**Tasks and exercises:**
(1) In the comment on Cloud computing and decentralization, what are the answers to these questions?
(a) Besides winning, what five things does the writer say they won't define?
(b) What overall criticism does the writer make of the blog entry?
(c) Which number in the taxonomy of decentralization does the writer pick?
(2) Write the next part of the comment on Cloud computing and decentralization, starting after its final sentence.

**Text for analysis:**

Sarcastic Fringehead,
I won't define love, beauty, intelligence, the good life, or justice either. As I'm sure you know "winning" means different things to different people and we'd just spend more time trying to define each word in any definition of winning...which is why we turn to metaphors.
The pendulum will eventually swing, as even here on Earth their are applications such as autonomous machines that can't handle the latencies associated with centralized systems. Indeed if I had one overall criticism of your blog entry it is that it is a web-focused and somewhat consumer-oriented view of computing. If I'm trying to keep the balance of chemicals in a manufacturing process within a narrow range, with the consequences of failure being an explosion, I'm not relying on a Cloud datacenter. I very well may, and likely will, stream the resulting data (or some summarization) to the Cloud for further analysis. But not for actual process control. So in your little taxonomy of decentralization, #6 it is :-)

(Referring-expression pointing data)

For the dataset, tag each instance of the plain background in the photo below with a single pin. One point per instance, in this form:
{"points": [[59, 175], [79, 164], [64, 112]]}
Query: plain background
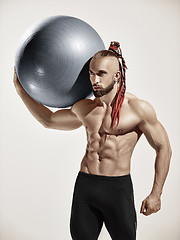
{"points": [[39, 166]]}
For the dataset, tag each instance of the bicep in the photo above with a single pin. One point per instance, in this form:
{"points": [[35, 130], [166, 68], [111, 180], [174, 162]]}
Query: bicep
{"points": [[155, 134], [64, 119], [153, 130]]}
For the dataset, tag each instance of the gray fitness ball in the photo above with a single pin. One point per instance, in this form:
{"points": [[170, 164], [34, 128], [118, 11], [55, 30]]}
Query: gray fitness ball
{"points": [[52, 60]]}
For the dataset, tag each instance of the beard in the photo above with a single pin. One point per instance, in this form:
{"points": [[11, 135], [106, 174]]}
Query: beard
{"points": [[103, 91]]}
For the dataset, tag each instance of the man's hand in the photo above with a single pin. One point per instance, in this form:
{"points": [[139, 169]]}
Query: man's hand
{"points": [[151, 204]]}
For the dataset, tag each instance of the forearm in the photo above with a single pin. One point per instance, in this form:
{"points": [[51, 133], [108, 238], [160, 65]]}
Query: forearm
{"points": [[162, 164], [39, 111]]}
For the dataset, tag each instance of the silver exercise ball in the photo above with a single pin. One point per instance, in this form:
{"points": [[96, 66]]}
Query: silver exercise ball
{"points": [[52, 60]]}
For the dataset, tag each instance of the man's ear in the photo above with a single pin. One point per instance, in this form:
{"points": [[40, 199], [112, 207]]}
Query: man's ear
{"points": [[117, 76]]}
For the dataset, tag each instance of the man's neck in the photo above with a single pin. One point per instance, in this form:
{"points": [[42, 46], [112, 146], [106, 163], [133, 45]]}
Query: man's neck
{"points": [[108, 99]]}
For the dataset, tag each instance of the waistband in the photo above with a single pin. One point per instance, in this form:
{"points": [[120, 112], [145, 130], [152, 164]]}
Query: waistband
{"points": [[102, 177]]}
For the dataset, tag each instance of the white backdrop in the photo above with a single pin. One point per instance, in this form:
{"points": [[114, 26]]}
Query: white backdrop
{"points": [[39, 166]]}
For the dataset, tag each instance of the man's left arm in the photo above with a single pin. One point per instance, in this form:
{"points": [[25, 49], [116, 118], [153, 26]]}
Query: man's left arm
{"points": [[157, 137]]}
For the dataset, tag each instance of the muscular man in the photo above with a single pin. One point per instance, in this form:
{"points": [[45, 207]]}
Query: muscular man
{"points": [[114, 121]]}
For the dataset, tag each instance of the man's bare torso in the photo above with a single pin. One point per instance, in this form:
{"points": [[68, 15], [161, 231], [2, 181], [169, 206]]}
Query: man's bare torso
{"points": [[108, 153]]}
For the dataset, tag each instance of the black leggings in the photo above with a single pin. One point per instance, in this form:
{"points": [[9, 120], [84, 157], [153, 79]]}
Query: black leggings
{"points": [[98, 199]]}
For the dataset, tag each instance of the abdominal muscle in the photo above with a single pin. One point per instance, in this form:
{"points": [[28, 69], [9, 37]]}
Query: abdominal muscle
{"points": [[108, 155]]}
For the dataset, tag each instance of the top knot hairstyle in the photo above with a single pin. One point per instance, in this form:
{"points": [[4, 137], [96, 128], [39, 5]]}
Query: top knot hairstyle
{"points": [[115, 51]]}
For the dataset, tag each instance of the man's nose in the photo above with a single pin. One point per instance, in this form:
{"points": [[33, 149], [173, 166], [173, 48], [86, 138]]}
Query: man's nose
{"points": [[96, 79]]}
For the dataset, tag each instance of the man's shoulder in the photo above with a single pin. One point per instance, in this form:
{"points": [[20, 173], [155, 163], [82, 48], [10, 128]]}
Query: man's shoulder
{"points": [[143, 109], [81, 104]]}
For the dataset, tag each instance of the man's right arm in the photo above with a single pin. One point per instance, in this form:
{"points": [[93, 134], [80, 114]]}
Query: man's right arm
{"points": [[64, 119]]}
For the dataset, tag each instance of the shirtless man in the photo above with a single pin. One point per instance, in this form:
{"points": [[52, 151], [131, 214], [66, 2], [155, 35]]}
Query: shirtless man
{"points": [[103, 189]]}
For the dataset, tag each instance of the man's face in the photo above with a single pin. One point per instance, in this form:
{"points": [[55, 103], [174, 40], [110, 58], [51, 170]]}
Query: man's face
{"points": [[103, 73]]}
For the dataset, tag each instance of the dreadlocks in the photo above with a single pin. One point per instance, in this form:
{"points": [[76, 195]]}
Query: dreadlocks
{"points": [[119, 98], [115, 51]]}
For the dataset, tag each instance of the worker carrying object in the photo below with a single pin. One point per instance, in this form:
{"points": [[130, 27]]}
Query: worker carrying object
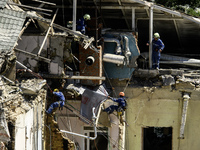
{"points": [[157, 48], [59, 103], [81, 23], [120, 108]]}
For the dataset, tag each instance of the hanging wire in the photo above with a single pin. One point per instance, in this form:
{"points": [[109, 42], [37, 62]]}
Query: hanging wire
{"points": [[128, 81], [63, 11], [109, 81]]}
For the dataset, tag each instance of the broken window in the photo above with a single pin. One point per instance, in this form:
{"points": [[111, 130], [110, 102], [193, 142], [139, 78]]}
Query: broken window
{"points": [[101, 142], [157, 138]]}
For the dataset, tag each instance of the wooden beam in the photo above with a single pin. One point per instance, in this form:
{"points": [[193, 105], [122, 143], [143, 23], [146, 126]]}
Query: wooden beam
{"points": [[36, 8], [73, 77]]}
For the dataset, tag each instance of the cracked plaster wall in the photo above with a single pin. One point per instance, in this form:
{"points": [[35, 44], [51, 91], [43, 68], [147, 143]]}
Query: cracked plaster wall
{"points": [[162, 107], [57, 45]]}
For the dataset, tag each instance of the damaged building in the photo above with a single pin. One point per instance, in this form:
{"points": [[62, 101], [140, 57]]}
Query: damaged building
{"points": [[42, 50]]}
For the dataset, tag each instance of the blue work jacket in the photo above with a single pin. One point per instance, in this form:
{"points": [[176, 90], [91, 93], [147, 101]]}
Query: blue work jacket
{"points": [[60, 96]]}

**Responses by item number:**
(1)
(a) Love, beauty, intelligence, the good life, and justice.
(b) That it is a web-focused and somewhat consumer-oriented view of computing.
(c) Number 6.

(2)
One other point, you are showing your relative youth. Centralization, aka classic Mainframe computing, came first and remained dominant decades past the invention of the Arpanet. Batch, terminal-based OLTP, and Timesharing are all essentially centralized computing. Limited decentralization via minicomputers was certainly a factor in the 70s, and the 80s brought networks of minicomputers to the fore. But it isn't until the 90s that the swing to decentralization goes full stream with client/server and then the Internet.
Thanks exmsde, I'll take "relative youth' where I can get it. :-)
> I'm not relying on a Cloud datacenter.
Perhaps we're talking about a different thing. Centralization doesn't only refer to where computation happens, it also refers to a boundary, a domain of control.
Facebook, Netflix, Google are all distributed on a world-wide basis, but they are still centralized because control is centralized. You go to facebook.com, netflix.com, google.com, you don't enter the URL for the independent shard you want to access.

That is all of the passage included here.